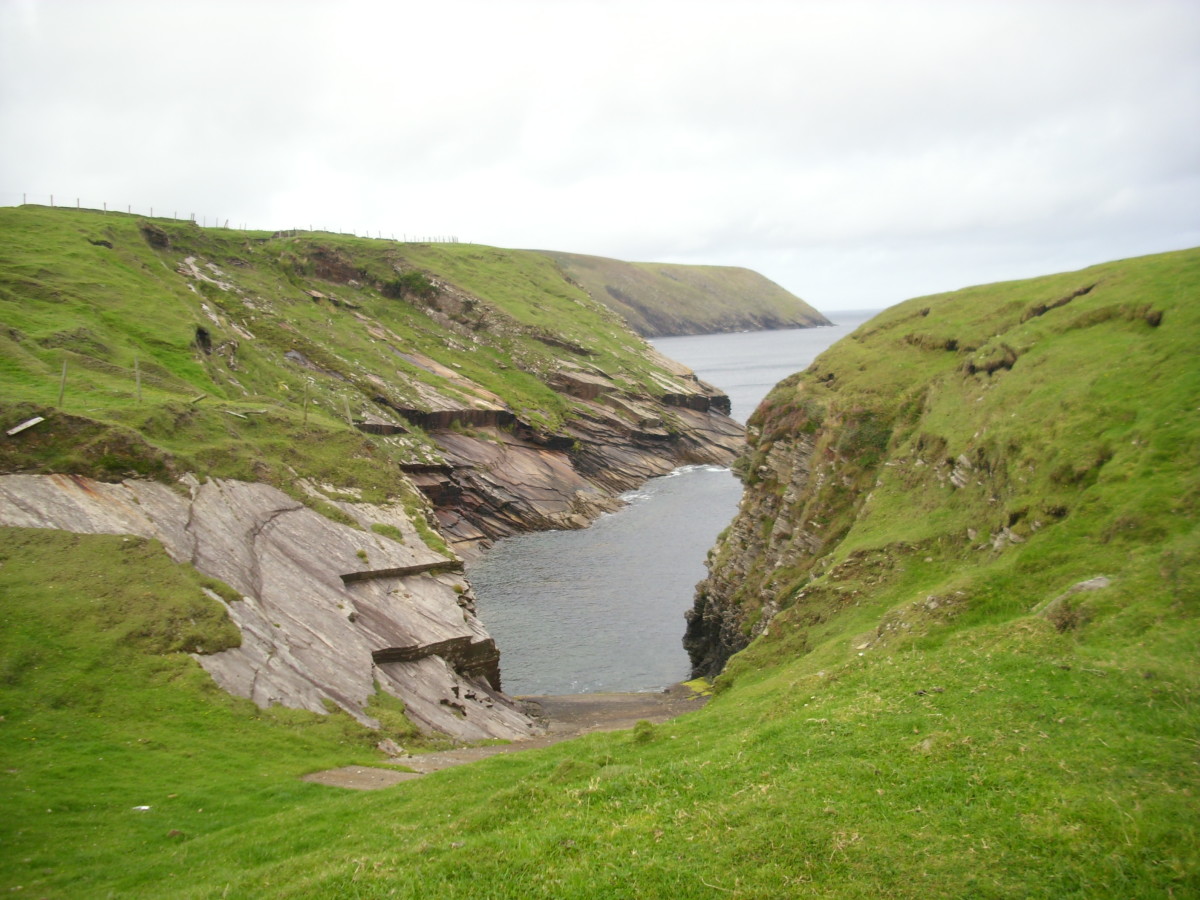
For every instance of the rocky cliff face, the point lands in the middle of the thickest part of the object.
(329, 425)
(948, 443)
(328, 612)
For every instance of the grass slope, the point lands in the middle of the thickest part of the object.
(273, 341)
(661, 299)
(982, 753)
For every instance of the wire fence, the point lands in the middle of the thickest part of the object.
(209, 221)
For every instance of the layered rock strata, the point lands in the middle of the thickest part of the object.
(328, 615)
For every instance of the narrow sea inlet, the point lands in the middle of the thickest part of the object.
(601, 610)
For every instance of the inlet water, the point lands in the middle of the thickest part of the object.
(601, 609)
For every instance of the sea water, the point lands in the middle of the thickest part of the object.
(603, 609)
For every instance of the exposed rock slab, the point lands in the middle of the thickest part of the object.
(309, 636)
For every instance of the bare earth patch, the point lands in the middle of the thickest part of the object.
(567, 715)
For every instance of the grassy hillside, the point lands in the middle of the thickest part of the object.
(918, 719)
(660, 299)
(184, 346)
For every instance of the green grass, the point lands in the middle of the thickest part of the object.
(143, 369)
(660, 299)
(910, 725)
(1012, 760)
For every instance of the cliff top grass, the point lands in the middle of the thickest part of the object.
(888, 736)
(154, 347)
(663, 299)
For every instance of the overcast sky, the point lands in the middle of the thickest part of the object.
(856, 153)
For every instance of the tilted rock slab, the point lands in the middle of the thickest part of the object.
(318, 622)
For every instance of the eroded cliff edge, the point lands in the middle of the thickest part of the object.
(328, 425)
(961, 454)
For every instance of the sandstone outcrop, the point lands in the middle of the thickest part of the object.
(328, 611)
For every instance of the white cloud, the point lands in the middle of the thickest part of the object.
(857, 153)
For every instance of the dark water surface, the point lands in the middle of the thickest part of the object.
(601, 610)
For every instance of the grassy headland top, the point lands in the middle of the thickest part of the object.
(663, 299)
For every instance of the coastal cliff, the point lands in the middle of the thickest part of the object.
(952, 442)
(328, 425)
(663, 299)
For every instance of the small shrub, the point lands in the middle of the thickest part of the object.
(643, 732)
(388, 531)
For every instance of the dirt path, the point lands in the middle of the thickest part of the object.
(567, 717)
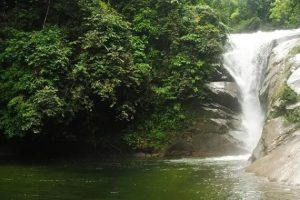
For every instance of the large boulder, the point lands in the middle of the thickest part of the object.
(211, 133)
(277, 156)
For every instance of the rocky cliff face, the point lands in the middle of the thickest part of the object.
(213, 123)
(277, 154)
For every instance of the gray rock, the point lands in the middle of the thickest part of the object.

...

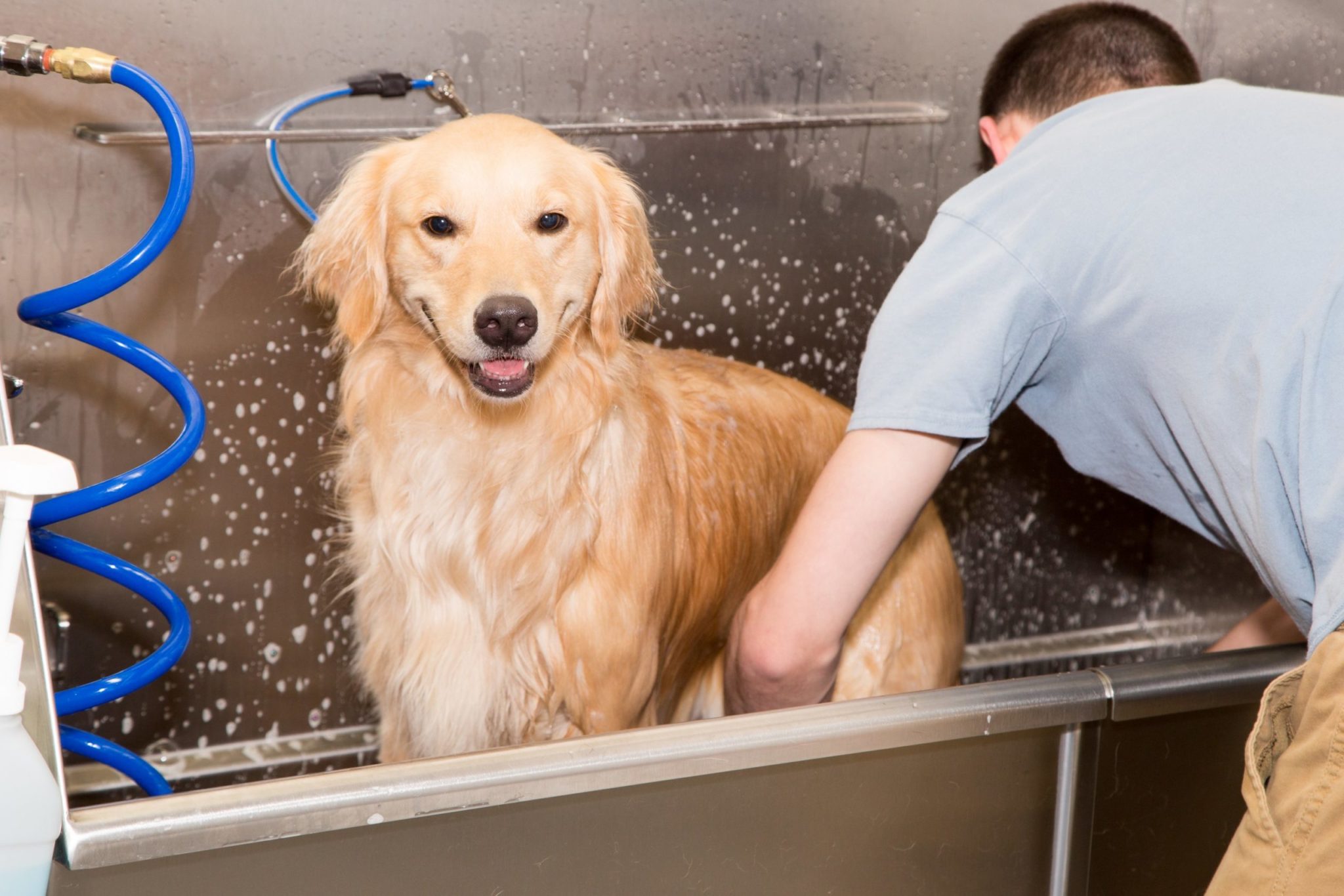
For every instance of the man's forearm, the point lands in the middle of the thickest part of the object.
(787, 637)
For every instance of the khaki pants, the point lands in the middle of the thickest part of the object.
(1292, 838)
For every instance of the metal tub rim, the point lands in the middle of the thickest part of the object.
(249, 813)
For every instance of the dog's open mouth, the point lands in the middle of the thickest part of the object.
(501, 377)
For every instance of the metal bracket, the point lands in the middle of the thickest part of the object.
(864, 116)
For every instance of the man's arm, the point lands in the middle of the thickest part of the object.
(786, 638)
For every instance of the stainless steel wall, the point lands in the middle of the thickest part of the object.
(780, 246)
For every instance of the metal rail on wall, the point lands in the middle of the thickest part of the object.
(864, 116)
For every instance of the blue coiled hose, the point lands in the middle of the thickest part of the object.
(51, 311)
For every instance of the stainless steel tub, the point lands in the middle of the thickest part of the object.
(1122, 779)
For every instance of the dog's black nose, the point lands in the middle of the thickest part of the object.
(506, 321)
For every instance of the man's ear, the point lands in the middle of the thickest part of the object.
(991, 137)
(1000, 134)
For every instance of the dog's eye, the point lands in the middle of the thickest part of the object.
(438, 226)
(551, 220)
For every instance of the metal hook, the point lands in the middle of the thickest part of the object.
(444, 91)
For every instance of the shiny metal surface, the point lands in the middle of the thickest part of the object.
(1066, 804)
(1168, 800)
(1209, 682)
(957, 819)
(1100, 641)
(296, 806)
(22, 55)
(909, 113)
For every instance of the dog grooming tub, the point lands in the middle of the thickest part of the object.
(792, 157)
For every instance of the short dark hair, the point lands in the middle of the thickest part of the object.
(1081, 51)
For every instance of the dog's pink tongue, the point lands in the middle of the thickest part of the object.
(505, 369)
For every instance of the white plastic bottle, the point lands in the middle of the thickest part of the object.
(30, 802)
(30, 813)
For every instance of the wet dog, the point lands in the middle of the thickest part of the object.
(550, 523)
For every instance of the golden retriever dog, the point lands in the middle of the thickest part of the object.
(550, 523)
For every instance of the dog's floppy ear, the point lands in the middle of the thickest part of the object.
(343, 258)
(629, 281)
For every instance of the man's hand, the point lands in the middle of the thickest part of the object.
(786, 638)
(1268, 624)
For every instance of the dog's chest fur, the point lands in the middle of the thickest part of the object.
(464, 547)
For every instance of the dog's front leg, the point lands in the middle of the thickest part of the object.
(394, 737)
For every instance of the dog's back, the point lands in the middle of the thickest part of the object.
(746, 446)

Description of the task: Copy out each line of the listing above that contains the string "wall", treating uppercase and lowercase as different.

Response to this task:
For every instance of the stainless steel wall, the point lands in the middle of the thickest part of the object.
For every instance of the metal rail on wall, the point lands in the middle of the thickest part of the object.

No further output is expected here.